* BEGIN GIVEN ENTRIES *
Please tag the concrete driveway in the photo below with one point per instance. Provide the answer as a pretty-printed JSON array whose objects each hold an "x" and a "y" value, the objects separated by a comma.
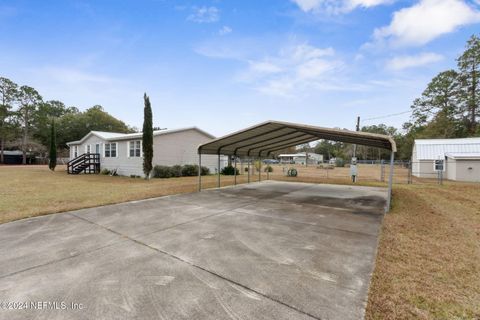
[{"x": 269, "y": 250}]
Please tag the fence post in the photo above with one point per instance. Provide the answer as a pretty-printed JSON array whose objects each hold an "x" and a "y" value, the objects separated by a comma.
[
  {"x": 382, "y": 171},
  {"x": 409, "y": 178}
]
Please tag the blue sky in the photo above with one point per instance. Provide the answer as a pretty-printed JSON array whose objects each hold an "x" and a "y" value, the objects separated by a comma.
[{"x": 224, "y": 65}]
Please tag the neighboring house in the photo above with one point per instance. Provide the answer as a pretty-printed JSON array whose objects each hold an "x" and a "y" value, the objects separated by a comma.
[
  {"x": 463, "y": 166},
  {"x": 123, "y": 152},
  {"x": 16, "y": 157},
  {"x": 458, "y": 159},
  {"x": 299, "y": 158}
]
* END GIVEN ENTRIES *
* BEGIN GIVEN ENTRIES *
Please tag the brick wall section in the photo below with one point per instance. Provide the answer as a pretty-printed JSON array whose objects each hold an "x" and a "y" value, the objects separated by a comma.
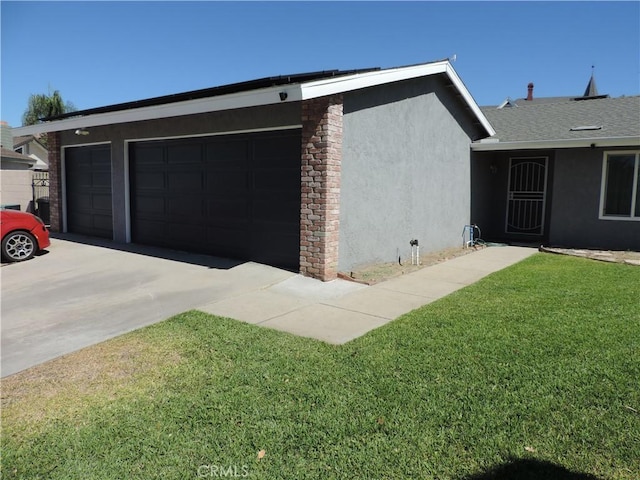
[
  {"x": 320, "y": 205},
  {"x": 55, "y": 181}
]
* END GIVEN ENTRIES *
* BEGIN GIVEN ENTRIES *
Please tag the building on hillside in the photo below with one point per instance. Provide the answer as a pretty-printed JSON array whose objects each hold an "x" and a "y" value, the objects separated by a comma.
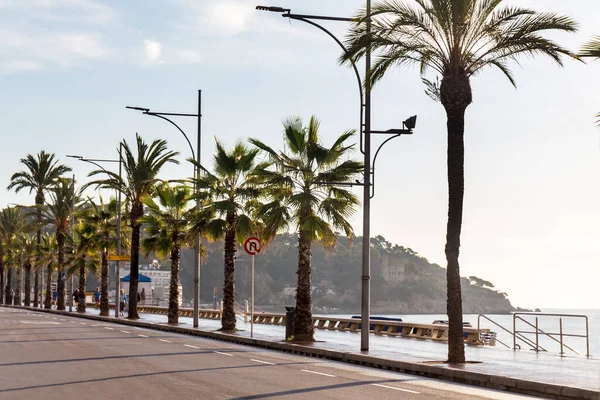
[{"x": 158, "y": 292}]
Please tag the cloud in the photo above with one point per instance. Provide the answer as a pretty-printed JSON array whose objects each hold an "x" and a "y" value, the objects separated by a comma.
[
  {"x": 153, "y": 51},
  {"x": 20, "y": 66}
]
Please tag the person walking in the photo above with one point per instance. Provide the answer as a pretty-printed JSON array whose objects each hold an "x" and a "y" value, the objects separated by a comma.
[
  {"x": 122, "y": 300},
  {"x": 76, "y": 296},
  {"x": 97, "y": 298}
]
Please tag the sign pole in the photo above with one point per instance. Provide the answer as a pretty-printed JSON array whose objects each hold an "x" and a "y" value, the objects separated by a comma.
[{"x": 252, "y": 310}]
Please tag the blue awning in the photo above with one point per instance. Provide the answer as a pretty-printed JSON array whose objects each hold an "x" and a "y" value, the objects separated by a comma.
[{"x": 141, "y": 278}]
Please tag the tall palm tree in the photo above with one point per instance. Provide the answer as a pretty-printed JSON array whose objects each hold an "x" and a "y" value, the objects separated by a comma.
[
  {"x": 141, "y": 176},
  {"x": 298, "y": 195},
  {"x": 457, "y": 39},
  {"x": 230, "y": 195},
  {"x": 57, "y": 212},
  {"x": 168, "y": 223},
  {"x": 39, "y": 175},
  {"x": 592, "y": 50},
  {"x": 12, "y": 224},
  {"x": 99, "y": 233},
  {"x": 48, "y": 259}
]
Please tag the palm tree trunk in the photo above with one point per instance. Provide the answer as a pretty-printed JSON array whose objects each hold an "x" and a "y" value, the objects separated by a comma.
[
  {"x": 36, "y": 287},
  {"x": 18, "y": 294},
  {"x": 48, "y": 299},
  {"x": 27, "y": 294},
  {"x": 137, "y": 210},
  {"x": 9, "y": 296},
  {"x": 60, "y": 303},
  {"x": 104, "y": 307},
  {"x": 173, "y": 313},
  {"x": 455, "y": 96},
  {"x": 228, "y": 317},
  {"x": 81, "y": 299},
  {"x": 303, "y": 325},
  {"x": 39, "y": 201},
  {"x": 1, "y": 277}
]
* END GIVEN ENTRIES *
List each line above that contains the word "blue".

- **CORRECT RESULT**:
Please tag the blue sky in the photo above with one point per instance. Provide the answer as a pretty-printed JSON array whose objects each hold an "x" and a "y" value, the objects separated by a comma.
Please tag the blue awning in the photo above with one point per instance. Provide the answer as a pretty-printed JSON array whose objects each hold an "x" and a "y" value, the objects separated by a comma.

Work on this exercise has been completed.